Attualmente è difficile fare un bilancio, ma già oggi nei nostri mari vengono rilasciate ogni anno 8 milioni di tonnellate di plastiche, quindi è evidente che se a questo valore già elevato si dovessero aggiungere tutti i dispositivi non smaltiti correttamente, si arriverebbe a una cifra paurosa.

Secondo Opération Mer Propre, un’associazione francese, di questo passo nel Mediterraneo sarà più facile trovare mascherine che meduse.

Un pescatore del Tirreno ha dichiarato: “E’ impressionante la quantità di mascherine che porto a terra con le mie reti. In tanti anni che faccio questo mestiere di oggetti tirati su ne ho trovati tanti. […] Va trovata una soluzione perché così non possiamo andare avanti”.

Thailandia: nuovo progetto per ottenere mascherine riciclando reti da pesca

Intanto in Thailandia è stato avviato un progetto che consente di ricavare mascherine grazie al riciclo di reti da pesca, che rappresentano una delle tipologie di rifiuti più diffusi negli oceani.

Alcune organizzazioni locali, infatti, hanno deciso di ripulire le spiagge dalle plastiche e di riutilizzarle in modo utile, anche perché si è visto che i dispositivi ottenuti in questo modo sono efficienti tanto quanto quelli appena prodotti.

Si spera che un’iniziativa di questo tipo possa essere adottata anche in altri Paesi, tra cui l’Italia, perché rappresenterebbe un metodo efficiente per rimuovere gran parte dei rifiuti presenti nei mari.

Inquinamento sulle spiagge britanniche: l’accusa di SAS

Anche se smaltiti correttamente, i dispositivi non possono essere riciclati perché si tratta di rifiuti sanitari. Di conseguenza vengono accumulati nelle discariche e poi inceneriti, causando anche la liberazione di fumi potenzialmente tossici.

Una soluzione al problema potrebbe essere quella di utilizzare delle mascherine in tessuto che non devono essere gettate via dopo un solo utilizzo, quindi possono essere riutilizzate e questo ridurrebbe di parecchio l’impatto sull’ambiente.

Proprio a tal proposito, la SAS (Surfers Against Sewage), una ONG di surfisti ambientalisti britannici, ha annunciato di voler rendere noti i nomi delle aziende i cui dispositivi vengono ritrovati con più frequenza sulle spiagge britanniche.

Secondo l’associazione infatti, le imprese starebbero sfruttando la pandemia per tornare a utilizzare grandi quantità di plastica monouso, causando così un’impennata dell’indice di inquinamento di spiagge e fiumi.

Jack Middleton, di SAS, ha affermato: “Da quando il lockdown ha iniziato a essere revocato, abbiamo assistito a una nuova ondata di inquinamento da plastica che ha disseminato le nostre spiagge di guanti e mascherine usa e getta. Mentre negli ultimi mesi le PPE hano contribuito a salvare vite umane, ora dobbiamo prendere in considerazione come smaltirle correttamente per evitare che finiscano nei nostri fiumi e oceani e distruggano le nostre spiagge”.

Informazioni -
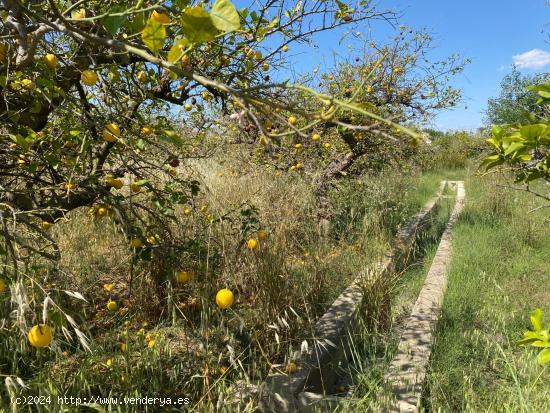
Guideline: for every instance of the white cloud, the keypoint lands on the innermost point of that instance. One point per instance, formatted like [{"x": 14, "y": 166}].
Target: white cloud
[{"x": 533, "y": 59}]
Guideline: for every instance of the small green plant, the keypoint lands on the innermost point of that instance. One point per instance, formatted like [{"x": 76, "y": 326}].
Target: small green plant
[{"x": 540, "y": 337}]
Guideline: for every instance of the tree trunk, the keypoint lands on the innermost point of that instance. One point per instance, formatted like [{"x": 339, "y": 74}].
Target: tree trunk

Descrizione del compito -
Prosegui il testo sull'inquinamento causato da mascherine e guanti monouso, ripartendo subito dopo la dichiarazione di Jack Middleton. Questi record hanno un'altra provenienza.

Risultato del compito -
“Siamo abituati a vedere bottiglie e sacchetti di plastica quando navighiamo, ma questo nuovo tipo di inquinamento da plastica è qualcosa che nessuno avrebbe potuto prevedere“.

Charlotte England, una delle volontarie di SAS che partecipano alle pulize di massa a Bristol, lungo il fiume Avon, ha riferito alla BBC News: “Questo è un grosso problema perché prima del lockdown questi articoli non erano mai stati davvero in circolazione tra il pubblico in generale, erano limitati all’industria medica. Penso che ciò che serve sia una chiara guida del governo sulla promozione di mascherine riutilizzabili“.

“Hanno detto che sono sicure da usare, ma non credo che il fatto che siano un’alternativa ecologica alle maschere monouso sia stato ampiamente comunicato”.

Middleton ha infatti accusato il governo di aver utilizzato misure tali da aiutare varie aziende durante il lockdown, le quali ora “stanno minando la battaglia contro l’inquinamento da plastica”.

Ha poi aggiunto che il governo è “tornato indietro” rispetto ad alcuni progressi fatti in questi anni, come ad esempio la revoca del pagamento di 5 centesimi per i sacchetti di plastica, o il rinvio del divieto di cannucce, agitatori e bastoncini di cotone.

Dal 5 settembre al 18 ottobre, SAS lancerà una campagna chiamata “The Generation Sea: Plastic Protest“, che punta a incoraggiare l’azione di base in tutto il Regno Unito. Il progetto prevede la pulizia di 600 spiagge e fiumi, e man mano verranno resi noti i prodotti rinvenuti, al fine di mostrare al mondo quali sono le aziende maggiormente responsabili dell’inquinamento.